Collected data:
== Segment start ==

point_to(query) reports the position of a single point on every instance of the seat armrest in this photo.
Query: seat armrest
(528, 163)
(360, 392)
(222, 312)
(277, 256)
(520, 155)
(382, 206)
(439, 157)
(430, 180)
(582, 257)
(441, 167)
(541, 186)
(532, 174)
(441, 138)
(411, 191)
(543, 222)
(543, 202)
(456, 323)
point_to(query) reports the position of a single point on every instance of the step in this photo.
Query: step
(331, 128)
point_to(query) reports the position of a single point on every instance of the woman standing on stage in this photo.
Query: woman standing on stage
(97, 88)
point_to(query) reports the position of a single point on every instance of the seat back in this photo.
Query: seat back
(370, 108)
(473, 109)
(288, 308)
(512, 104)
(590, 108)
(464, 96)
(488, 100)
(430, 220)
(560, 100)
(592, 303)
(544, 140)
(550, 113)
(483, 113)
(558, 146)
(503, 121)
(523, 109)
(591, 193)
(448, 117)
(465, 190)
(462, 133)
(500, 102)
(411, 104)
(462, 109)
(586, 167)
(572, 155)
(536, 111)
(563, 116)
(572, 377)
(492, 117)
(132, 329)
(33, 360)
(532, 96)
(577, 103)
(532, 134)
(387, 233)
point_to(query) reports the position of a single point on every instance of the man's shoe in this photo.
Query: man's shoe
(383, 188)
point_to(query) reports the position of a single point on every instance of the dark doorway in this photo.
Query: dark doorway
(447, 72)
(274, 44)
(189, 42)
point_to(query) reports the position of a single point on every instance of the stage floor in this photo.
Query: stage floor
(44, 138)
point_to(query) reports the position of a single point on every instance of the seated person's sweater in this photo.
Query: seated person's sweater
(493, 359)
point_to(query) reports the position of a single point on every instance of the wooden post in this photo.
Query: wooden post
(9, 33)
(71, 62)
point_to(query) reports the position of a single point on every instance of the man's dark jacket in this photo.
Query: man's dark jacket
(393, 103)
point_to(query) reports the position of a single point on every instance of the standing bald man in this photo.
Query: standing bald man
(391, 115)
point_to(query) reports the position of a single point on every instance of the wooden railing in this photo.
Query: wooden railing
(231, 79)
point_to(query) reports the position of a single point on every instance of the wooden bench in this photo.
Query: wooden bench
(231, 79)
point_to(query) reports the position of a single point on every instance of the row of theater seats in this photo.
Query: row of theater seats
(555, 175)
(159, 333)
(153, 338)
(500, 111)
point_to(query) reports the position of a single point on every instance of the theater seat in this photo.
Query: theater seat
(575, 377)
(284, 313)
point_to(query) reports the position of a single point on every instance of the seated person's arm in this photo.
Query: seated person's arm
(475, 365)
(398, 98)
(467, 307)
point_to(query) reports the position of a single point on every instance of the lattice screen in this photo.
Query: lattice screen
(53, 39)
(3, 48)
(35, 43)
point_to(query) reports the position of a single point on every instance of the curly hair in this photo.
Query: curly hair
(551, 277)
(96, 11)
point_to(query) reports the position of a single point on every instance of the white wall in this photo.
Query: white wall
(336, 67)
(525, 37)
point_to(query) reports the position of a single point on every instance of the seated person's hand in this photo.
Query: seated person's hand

== Segment end ==

Try it: Copy all lines from the data above that contain the word "hand".

Answer for the task:
point_to(query) reports the position of a single point on every instance of the seated person's hand in this photo.
Query: seated person's hand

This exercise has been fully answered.